WHAT YOU HAVE TO DO -> Each record that follows must be printed exactly as given.

THE INPUT ->
• • • • •

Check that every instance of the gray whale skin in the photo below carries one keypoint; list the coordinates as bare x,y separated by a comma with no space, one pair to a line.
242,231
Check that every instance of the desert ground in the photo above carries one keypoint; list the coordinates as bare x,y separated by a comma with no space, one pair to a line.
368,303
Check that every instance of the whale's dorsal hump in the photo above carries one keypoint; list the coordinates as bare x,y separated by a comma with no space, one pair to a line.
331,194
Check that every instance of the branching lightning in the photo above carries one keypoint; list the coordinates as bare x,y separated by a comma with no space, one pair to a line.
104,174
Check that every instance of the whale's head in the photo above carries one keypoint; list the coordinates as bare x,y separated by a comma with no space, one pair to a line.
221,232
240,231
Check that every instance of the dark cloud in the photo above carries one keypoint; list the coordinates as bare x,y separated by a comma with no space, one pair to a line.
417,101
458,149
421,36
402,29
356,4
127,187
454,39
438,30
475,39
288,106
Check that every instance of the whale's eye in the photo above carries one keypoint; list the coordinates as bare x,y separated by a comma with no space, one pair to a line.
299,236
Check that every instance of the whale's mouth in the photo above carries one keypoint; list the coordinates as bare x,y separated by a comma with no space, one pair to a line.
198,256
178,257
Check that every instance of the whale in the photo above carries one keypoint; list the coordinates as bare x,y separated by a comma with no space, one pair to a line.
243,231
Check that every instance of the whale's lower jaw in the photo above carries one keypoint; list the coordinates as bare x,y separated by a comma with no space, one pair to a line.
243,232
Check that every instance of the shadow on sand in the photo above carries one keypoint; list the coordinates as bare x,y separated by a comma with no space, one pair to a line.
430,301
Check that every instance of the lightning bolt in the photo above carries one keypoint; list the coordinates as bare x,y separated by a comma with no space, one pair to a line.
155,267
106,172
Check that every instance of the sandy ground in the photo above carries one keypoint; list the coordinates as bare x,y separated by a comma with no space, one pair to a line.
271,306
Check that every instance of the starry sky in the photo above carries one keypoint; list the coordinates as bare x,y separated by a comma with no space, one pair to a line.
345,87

• • • • •

SOLUTION BELOW ->
Check that every instance of the gray whale skin in the photo below carries one keypoint; list the coordinates as bare x,y separated by a comma with no space, one pair to a line.
242,231
Check that every instance of the desert ground in the photo above carries one keypoint; list the coordinates as bare x,y separated by a comma with no space, one pair to a line.
368,303
Check that every instance of the whale's dorsal hump in the photo above carries one keypoint; list the coordinates as bare x,y separated by a comma with no space, one pair to a line.
331,194
Check that every instance of the branching lightning in the photo above carries one keypoint; list the coordinates as bare x,y separated by a comma with no space, one pair to a line.
104,174
Check that every instance of the whale's head in the photo above carries one keypoint; list the coordinates as bare x,y separated by a comma with no space, one pair to a line.
221,232
240,231
Check that every instance of the dark cloud in the photo above carries one keypoint; list the coordinates as bare x,y separated by a comma with no space, one pair to a line.
417,101
458,149
421,36
402,29
356,4
127,187
454,39
438,30
475,39
288,106
Check that every instance of the whale's eye in the photo above carries one keypoint; list the coordinates as bare x,y separated by a comma with no space, one pair to a line.
299,236
Check that every instance of the whale's mouth in the photo above carries one keypoint; list the coordinates as bare x,y separated by a comma with no space, one pair to a line.
198,256
178,257
Check that every instance of the whale in the photo above carries one keypoint; list the coordinates as bare x,y separated by a comma with no space, one pair to a line.
243,231
Check that every instance of the whale's lower jaw in the photo above carries one keypoint; list the coordinates as bare x,y separated by a comma with no space, one pair to a line.
243,232
Check that every instance of the shadow on sand in the photo above carries one keypoint; list the coordinates as bare x,y separated by a comma with no space, one pair to a line.
430,301
Check that every instance of the lightning bolt in the photo above carries one keypoint; list the coordinates as bare x,y separated by a comma with no space, one pair to a line.
155,267
106,172
Check that every instance of the sandy ground in the photo above carries one keypoint; list the coordinates as bare x,y separated by a comma with no space, one pair to a line.
271,306
Check that every instance of the starry sky in the photo above carries one keypoint; list the coordinates as bare x,y separated by a comma with no space, one pair to a line.
345,87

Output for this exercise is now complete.